**Petunjuk Tugas**
1. Salin persis bagian teks tentang listrik di Maybrat, dari "Kamis, 28 April" sampai "untuk siap menari.".
2. Teruskan teks tentang listrik di Maybrat, mulai setelah kalimat terakhir yang tercantum.

**Kutipan Halaman**
+++

Kamis, 28 April 2016

'Nubuat' dari Maybrat

Warga Distrik Ayamaru Barat Daya, tampak sibuk. Warga kaum laki-laki memasang tenda. Sebagian lagi menata kursi plastik. Kaum perempuan, ada yang menata konsumsi, menenteng pot tanaman untuk hiasan di sekitar tenda, dan sebagian di antaranya bersolek untuk siap menari.

PLTMH Wlimakh di Ayamaru Barat Daya menerangi empat desa
Persiapan dilakukan secara sederhana. Pagi itu, Kamis (21/4/2016), warga distrik itu siap mengelar hajatan kecil.  Distrik Ayamaru Barat Daya dipilih sebagai lokasi Pencanangan Program Indonesia Terang yang digelar oleh Kementerian Energi dan Sumber Daya Mineral (ESDM).

Distrik Ayamaru Barat Daya merupakan bagian dari Kabupaten Maybrat, Provinsi Papua Barat. Untuk menjangkau Maybrat, butuh waktu sekitar 4 jam—5 jam melalui perjalanan darat dari Sorong melalui ruas jalan utama Trans-Papua Barat yang hampir seluruhnya sudah beraspal mulus.

Waktu tempuh menuju Maybrat bisa dipangkas melalui jalur udara dengan menggunakan pesawat perintis dari Sorong menuju Bandara Kambuaya. Lalu, perjalanan dilanjutkan melalui darat dengan waktu tempuh sekitar 1 jam —1,5 jam menuju Distrik Ayamaru Barat Daya.

Kabupaten Maybrat yang memiliki luas 5.668 kilometer persegi terdiri 41 distrik atau setingkat kecamatan dan 259 kampung. Jumlah penduduknya kurang lebih 45.000 jiwa.

“Sejarah mencatat, salah satu menteri menerobos kampung kecil,” ujar Bupati Maybrat Karel Murafer saat menyambut Menteri ESDM Sudirman Said.

Lantas, Karel bercerita mengenai persoalan mendasar di Maybrat. Sejak kabupaten itu berdiri tujuh tahun silam, akses listrik menjadi satu tantangan utama. Sama halnya dengan daerah-daerah lain di pedalaman Papua.


Dari 41 distrik di Maybrat, baru tiga distrik saja yang memperoleh sambungan listrik. Setrum diperoleh dari Pembangkit Listrik Tenaga Diesel (PLTD) yang bahan bakarnya harus didatangkan dari Sorong.

Karel bercerita, tiga tahun lalu listrik di Maybrat hanya bisa dinikmati selama enam jam. Mulai pukul 18.00 WIT hingga pukul 00 WIT. Sekarang, warga sudah bisa lebih lama menikmati listrik, mulai 18.00 WIT—06.00 WIT.

+++

**Data pelabelan titik berbasis foto**
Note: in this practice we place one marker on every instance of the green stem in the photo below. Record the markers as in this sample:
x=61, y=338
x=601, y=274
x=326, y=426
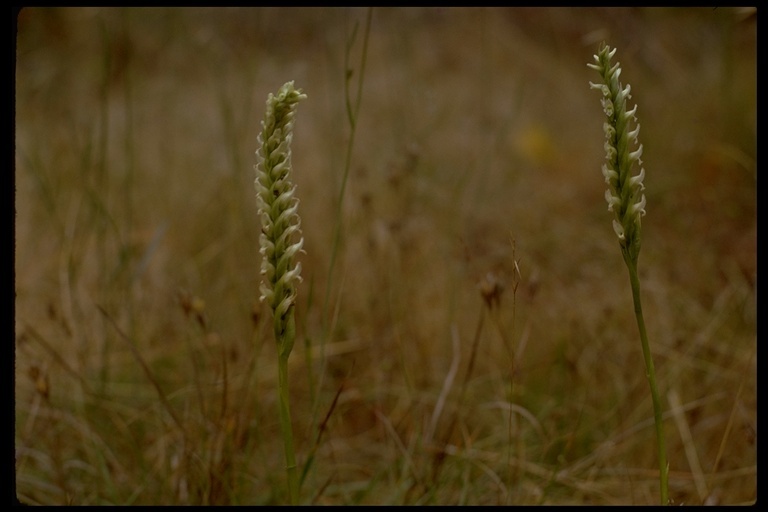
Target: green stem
x=651, y=375
x=285, y=338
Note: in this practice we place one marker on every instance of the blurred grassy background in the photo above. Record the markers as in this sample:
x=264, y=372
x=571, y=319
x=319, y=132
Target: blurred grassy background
x=478, y=145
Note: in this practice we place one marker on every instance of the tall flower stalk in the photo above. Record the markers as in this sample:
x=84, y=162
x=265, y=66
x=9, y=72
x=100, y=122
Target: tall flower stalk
x=626, y=200
x=280, y=221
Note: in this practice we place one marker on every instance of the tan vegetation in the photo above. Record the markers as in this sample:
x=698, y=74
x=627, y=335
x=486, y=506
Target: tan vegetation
x=145, y=363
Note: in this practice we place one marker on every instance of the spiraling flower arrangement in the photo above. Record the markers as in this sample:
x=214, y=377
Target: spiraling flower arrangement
x=280, y=221
x=625, y=192
x=626, y=199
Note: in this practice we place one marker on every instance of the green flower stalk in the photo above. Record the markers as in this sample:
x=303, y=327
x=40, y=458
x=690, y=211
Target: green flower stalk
x=280, y=221
x=626, y=200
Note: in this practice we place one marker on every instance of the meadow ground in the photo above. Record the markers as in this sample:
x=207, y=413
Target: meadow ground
x=427, y=370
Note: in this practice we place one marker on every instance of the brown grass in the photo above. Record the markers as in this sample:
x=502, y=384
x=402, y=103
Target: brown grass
x=136, y=131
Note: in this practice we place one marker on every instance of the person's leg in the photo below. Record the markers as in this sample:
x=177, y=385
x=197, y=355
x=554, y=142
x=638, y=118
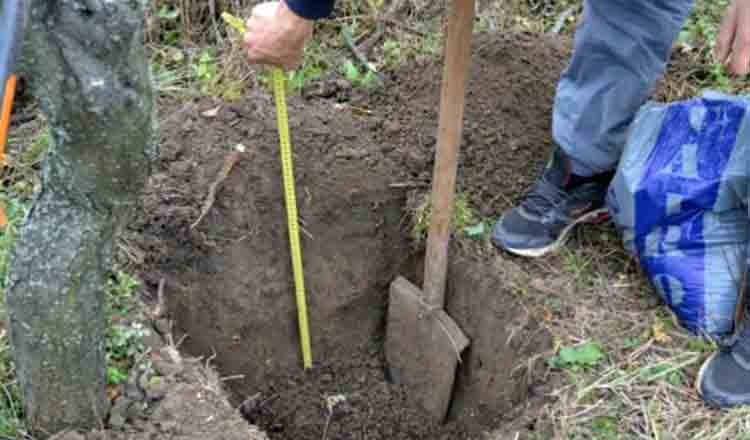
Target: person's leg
x=620, y=50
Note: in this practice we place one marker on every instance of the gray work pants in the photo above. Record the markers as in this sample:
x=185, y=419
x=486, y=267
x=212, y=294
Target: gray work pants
x=621, y=49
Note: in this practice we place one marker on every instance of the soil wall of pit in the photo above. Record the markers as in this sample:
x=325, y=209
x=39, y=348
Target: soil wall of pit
x=228, y=280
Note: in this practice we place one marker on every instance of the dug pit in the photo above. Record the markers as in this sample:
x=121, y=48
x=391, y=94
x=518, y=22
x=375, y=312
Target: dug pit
x=227, y=278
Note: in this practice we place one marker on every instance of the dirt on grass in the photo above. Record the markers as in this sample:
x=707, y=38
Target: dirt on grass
x=226, y=273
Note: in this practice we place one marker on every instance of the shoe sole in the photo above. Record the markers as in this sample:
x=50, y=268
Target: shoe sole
x=594, y=217
x=701, y=373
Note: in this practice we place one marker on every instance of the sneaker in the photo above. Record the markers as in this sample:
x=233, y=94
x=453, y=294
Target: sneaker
x=724, y=379
x=559, y=201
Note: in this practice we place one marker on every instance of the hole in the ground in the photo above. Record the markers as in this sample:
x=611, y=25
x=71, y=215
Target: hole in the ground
x=228, y=280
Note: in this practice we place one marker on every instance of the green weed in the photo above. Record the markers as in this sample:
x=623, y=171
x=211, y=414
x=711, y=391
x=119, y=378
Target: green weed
x=587, y=355
x=123, y=339
x=356, y=77
x=37, y=149
x=463, y=216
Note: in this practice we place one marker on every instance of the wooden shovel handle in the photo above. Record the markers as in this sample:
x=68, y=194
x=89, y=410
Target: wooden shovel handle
x=457, y=55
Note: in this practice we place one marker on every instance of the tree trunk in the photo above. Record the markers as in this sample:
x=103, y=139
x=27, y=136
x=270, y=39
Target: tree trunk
x=88, y=66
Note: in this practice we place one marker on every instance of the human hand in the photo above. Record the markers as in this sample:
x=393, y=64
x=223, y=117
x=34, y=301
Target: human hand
x=733, y=45
x=276, y=35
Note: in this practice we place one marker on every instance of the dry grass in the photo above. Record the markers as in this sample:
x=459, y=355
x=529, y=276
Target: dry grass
x=643, y=386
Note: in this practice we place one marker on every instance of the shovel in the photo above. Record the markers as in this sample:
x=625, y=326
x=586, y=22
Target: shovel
x=423, y=344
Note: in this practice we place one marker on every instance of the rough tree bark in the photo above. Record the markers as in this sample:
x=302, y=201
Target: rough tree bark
x=87, y=65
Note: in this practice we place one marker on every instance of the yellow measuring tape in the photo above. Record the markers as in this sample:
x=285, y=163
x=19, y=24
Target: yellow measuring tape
x=282, y=117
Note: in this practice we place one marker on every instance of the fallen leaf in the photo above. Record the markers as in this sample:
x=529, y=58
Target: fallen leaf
x=211, y=113
x=475, y=231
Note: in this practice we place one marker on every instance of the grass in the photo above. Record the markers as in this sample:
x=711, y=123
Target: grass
x=625, y=370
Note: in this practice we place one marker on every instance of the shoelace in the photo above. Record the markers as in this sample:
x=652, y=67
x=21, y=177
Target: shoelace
x=543, y=197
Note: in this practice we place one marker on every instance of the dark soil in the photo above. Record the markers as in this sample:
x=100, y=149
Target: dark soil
x=228, y=281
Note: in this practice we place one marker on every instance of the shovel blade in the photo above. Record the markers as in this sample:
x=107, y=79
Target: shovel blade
x=422, y=349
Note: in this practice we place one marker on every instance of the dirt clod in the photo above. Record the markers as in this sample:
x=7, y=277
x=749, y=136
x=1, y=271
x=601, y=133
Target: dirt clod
x=228, y=282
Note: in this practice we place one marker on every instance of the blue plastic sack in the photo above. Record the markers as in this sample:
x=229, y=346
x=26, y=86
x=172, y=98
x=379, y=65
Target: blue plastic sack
x=679, y=197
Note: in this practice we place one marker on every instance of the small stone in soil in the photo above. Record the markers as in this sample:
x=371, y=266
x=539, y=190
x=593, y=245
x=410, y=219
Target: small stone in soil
x=69, y=435
x=156, y=387
x=118, y=414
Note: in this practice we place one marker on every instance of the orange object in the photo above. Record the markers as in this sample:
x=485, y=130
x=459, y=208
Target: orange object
x=10, y=91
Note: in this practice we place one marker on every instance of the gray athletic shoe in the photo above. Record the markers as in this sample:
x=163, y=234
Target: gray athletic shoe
x=724, y=379
x=558, y=202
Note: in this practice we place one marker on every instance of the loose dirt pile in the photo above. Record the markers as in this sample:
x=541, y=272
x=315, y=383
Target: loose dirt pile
x=228, y=280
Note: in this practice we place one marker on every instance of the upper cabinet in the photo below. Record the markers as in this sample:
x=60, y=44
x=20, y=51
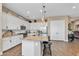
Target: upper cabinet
x=12, y=22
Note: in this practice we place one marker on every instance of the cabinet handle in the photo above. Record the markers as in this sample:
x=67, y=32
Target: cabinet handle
x=10, y=41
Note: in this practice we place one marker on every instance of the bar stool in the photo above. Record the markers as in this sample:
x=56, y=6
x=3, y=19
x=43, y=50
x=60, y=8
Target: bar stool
x=47, y=48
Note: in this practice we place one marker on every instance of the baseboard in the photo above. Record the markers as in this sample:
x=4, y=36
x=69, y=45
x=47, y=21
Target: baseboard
x=0, y=53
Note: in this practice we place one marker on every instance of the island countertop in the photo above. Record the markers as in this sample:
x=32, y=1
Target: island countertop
x=37, y=38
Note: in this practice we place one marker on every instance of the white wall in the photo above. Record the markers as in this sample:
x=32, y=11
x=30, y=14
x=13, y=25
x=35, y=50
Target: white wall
x=0, y=29
x=57, y=30
x=13, y=22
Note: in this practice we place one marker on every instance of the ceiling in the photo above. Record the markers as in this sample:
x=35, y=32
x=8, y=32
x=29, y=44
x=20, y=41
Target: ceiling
x=32, y=10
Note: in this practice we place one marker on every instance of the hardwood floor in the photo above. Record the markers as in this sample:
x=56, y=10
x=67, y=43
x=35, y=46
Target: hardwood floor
x=58, y=49
x=15, y=51
x=65, y=48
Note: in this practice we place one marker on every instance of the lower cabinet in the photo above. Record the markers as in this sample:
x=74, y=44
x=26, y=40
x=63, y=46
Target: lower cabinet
x=31, y=48
x=10, y=42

+++

**Jawaban**
1.
Kamis, 28 April 2016

'Nubuat' dari Maybrat

Warga Distrik Ayamaru Barat Daya, tampak sibuk. Warga kaum laki-laki memasang tenda. Sebagian lagi menata kursi plastik. Kaum perempuan, ada yang menata konsumsi, menenteng pot tanaman untuk hiasan di sekitar tenda, dan sebagian di antaranya bersolek untuk siap menari.

2.
“Itu pun masih mati hidup,” kata Karel.

Selain mengandalkan PLTD, perlahan Maybrat mulai membangun Pembangkit Listrik Tenaga Mikro Hidro (PLTMH). Sudah ada tiga PLTMH yang dimiliki Maybrat yakni di Kisor, Kanisabar, dan Temsos. Khusus di Temsos ini yang dibangun atas bantuan Kementerian ESDM.

Kapasitas yang dihasilkan dari PLTMH di Temsos sebesar 2x140 Kilowatt (KW). Biaya pembangunannya, menurut Karel sekitar Rp12 miliar. PLTMH Wlimakh di Temsos untuk menerangi desa Temel, Sosisan, Soan, dan Warbo yang keempatnya ada di Distrik Ayamaru Barat Daya.

“Satu PLTMH yang sudah fungsional di Kisor dibangun oleh provinsi. Untuk skala besar di Maybrat baru yang ini [PLTMH Temsos]. Selanjutnya di Kanisabar,” kata Karel.

Karel ingin adanya bantuan dari PT Perusahaan Listrik Negara untuk memasang jaringan, maka suplai listrik dari tiga PLTMH itu mampu memenuhi kebutuhan listrik di kecamatan lain sehingga semakin banyak wilayah di Maybrat yang memperoleh akses penerangan.

Melihat potensi daerahnya, Karel ingin agar lebih banyak lagi PLTMH terbangun di Maybrat. “Kabupaten kami ini sumber air berlimpah, sumber airnya luar biasa,” tegasnya.

Soal pemeliharaan, dia memiliki tekad kuat agar putra-putri daerah di Maybrat dapat berperan serta langsung. Karel ingin supaya putra daerah yang potensial diikutsertakan dalam pelatihan, supaya mereka dapat mengelola sendiri PLTMH yang nantinya menjadi aset daerah itu.

Tekad itu sejalan dengan pesan yang disampaikan Menteri ESDM Sudirman Said. Menurutnya, untuk membangun PLTMH relatif masih cukup mudah. Namun, komitmen dari pemerintah daerah dan masyarakat untuk menjaga dan menjamin pemeliharaan infrastruktur yang ada, perlu diperkuat.

Bagaimanapun, Sudirman menjelaskan bahwa listrik merupakan jalan peradaban bagi masyarakat. Dengan akses listrik yang memadai, diharapkan operator telekomunikasi mau membangun Base Transceiver Station (BTS) sehingga membuka jalur komunikasi antarmasyarakat dan antarwilayah.

“Dengan adanya jalur komunikasi, akses pendidikan, kesehatan, dan ekonomi masyarakat menjadi semakin meningkat,” katanya.

Sudirman mengakui tantangan pemerintah, khususnya Kementerian ESDM adalah membuka akses listrik daerah pedalaman dan terpencil. Caranya dengan memanfaatkan sumber potensi yang ada.
Hingga saat ini, dia menjelaskan masih ada 2.519 desa di Indonesia yang sama sekali belum memperoleh akses listrik alias masih gelap. Dari jumlah desa itu, sebagian besar terdapat di enam provinsi yakni Nusa Tenggara Barat, Nusa Tenggara Timur, Maluku, Maluku Utara, Papua, dan Papua Barat.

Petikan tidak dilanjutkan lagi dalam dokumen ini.